━━━ Excerpted records

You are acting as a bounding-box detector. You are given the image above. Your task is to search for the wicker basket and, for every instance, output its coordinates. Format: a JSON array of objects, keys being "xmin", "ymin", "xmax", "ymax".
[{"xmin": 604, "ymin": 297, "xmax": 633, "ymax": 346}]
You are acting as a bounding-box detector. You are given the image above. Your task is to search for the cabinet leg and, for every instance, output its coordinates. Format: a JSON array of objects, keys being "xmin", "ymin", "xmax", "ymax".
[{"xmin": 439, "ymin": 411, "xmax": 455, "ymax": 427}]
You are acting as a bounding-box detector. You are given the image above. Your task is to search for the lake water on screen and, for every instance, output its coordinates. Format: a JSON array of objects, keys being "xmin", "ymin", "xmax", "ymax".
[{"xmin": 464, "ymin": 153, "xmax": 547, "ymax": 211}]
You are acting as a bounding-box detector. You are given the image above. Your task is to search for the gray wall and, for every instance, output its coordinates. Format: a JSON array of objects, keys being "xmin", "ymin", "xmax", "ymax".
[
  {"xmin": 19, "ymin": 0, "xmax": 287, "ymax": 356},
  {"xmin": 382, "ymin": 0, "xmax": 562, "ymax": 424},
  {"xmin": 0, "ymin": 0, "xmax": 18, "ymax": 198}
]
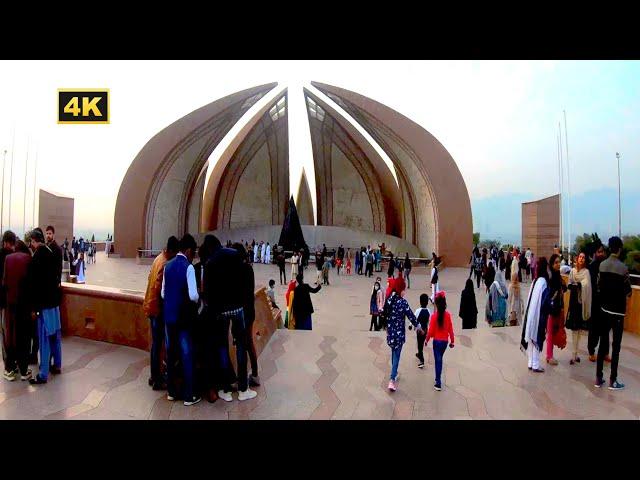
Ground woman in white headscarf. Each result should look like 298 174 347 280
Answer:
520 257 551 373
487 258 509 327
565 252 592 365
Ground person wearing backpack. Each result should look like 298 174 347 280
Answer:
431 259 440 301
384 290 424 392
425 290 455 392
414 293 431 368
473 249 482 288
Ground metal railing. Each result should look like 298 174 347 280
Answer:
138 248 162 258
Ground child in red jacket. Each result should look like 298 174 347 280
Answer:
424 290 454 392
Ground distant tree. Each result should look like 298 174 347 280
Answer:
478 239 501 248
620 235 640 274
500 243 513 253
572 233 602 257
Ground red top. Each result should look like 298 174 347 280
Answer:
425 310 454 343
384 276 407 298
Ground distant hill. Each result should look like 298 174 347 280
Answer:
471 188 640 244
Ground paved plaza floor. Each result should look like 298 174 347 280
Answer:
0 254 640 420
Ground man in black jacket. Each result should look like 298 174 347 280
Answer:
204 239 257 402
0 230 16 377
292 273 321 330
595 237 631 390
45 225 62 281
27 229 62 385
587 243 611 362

━━━━━━

What this task involves
Starting at the line that contains "Ground red top." and ending at the close of the material, copy out those lines with "Locate" substituted for each "Ground". Leave everything else as it is.

Task solution
Locate red top. Each result should look like 298 174 347 280
Answer:
425 310 454 343
384 276 407 298
Locate distant hill. Each result should look like 298 174 347 280
Answer:
471 188 640 244
Locate paved plaza floor. Each result should look like 298 174 347 280
Answer:
0 254 640 420
Locate man in black jacket. Each result should look like 298 174 347 280
Answer:
204 239 257 402
0 230 16 377
292 273 321 330
595 237 631 390
45 225 62 281
27 229 62 385
587 243 611 362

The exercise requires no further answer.